Exercise task 1:
According to the passage on oil industry layoffs, how many jobs will Halliburton cut?

Posted by February 13, 2015

"This is the really crappy part of the job, and this is what I hate about this industry frankly," the chief executive of oilfield services company Baker Hughes complained as he announced it would lay off 7,000 employees.

Baker Hughes is cutting jobs in response to slumping prices and a downturn in drilling activity.

But the company's obviously frustrated chief acknowledged that "this is the industry, and it's throwing us another one of these downturns, and we're going to be good stewards of our business and do the right thing."

So the company will cuts costs, he told investors in a conference call on January 20 to discuss the firm's fourth-quarter earnings and outlook for 2015.

More than 100,000 layoffs have been announced across the industry worldwide since prices began to slide last summer, according to a tally kept by Bloomberg.

In recent weeks other major service companies have announced job reductions. Halliburton announced it will cut 6,400 jobs (8 percent of its global workforce) while Schlumberger (SLB) will eliminate 9,000 positions (around 7 percent of its workforce).

Precision Drilling, one of the largest rig contractors in North America, has idled more than 50 of the 250 rigs it had working this time last year, leaving more than 1,000 skilled operators out of work, the company said on Thursday.

"Industry downturns are difficult for all, but they affect our rig crews more than anybody else," the company's chief executive said in a statement.

"Precision recruited, trained and developed many excellent crews to support the demands of our customers over the past several years, and unfortunately we now don't have work for many of these dedicated workers."

HUMAN CAPITAL

Tens of thousands more jobs have been cut, through layoffs or retirements, across every part of the industry, ranging from self-employed drilling contractors and well-completion crews to full-service companies, seismic surveyors and of course the oil and gas producers themselves.

Oil and gas production is an exceptionally capital-intensive industry. But the sector's most important and scarce resource is its workforce.

The oil industry's popular image may be a roughneck in soiled overalls drinking in a strip joint, but it has an enormous demand for highly skilled and, during a boom, very well compensated workers.

Modern oil and gas production is technically complicated and dangerous work. The days of drilling wildcat wells more or less at random and allowing the well to blow out in a massive gusher are long over.

The industry still provides employment for unskilled casual labour. In boom times some of the jobs for truck drivers and other support staff can be exceptionally well paid.

But at its core are tens of thousands of petroleum engineers and petroleum geoscientists, as well as tool pushers, drillers, derrickmen and roughnecks on the rigs themselves, who perform specialised functions which demand years of formal education and, most importantly, experience in the field.

The challenge is recruiting, training and retaining these workers and maintaining an appropriate long-term labour force profile in an industry stuck with a profound boom-bust cycle and beset by periodic mass layoffs.

THE GREAT CREW CHANGE

Until recently, the oil industry was preoccupied by a looming shortage of skilled workers -- especially mid-career professionals ready to step into supervisory and senior leadership roles.

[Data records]

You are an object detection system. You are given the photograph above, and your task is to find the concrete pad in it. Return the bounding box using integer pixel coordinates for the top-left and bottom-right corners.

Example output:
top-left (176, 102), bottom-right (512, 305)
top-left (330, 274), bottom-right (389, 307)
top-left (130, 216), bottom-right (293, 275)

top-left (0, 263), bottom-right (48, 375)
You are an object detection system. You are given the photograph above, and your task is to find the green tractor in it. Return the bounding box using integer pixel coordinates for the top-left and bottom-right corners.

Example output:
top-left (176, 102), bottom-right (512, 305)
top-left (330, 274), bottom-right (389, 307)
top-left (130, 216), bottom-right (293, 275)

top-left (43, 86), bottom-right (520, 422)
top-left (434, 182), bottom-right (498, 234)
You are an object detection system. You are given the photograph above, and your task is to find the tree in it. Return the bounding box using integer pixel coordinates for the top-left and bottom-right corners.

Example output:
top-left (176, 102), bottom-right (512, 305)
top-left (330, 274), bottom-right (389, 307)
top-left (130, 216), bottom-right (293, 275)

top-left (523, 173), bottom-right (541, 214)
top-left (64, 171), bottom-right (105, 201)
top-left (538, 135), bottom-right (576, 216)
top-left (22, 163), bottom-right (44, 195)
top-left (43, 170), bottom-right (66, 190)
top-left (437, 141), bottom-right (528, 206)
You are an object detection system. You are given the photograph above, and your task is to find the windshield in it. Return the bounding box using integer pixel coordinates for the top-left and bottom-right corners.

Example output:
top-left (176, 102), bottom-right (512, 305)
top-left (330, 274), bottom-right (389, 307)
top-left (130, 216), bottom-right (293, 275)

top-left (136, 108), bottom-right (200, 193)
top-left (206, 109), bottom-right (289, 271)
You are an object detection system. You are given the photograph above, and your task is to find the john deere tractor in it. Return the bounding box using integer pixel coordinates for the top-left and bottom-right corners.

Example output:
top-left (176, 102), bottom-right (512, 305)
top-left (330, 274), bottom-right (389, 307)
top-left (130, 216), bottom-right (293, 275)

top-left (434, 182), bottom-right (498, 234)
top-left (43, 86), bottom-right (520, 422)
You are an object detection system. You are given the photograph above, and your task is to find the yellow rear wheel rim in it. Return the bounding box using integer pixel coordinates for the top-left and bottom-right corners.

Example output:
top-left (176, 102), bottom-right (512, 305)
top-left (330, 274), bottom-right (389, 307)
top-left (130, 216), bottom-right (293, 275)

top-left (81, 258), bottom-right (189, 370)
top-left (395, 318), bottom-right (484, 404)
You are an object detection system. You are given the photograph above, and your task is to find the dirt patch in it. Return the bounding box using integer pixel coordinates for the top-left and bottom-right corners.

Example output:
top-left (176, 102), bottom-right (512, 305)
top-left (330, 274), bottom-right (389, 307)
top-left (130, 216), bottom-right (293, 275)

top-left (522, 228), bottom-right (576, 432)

Exercise task 2:
Please filter the rows above and keep only the lines that contain the string "tractor", treating case as significant.

Exercise answer 1:
Halliburton will cut 6,400 jobs, 8 percent of its global workforce.

Exercise answer 2:
You are an object detection system. You are given the photograph above, and your task is to find the green tractor in it. Return the bounding box using integer pixel coordinates for the top-left and bottom-right corners.
You are an object detection system. You are given the photograph above, and your task is to find the john deere tractor in it. Return the bounding box using integer pixel coordinates for the top-left and bottom-right corners.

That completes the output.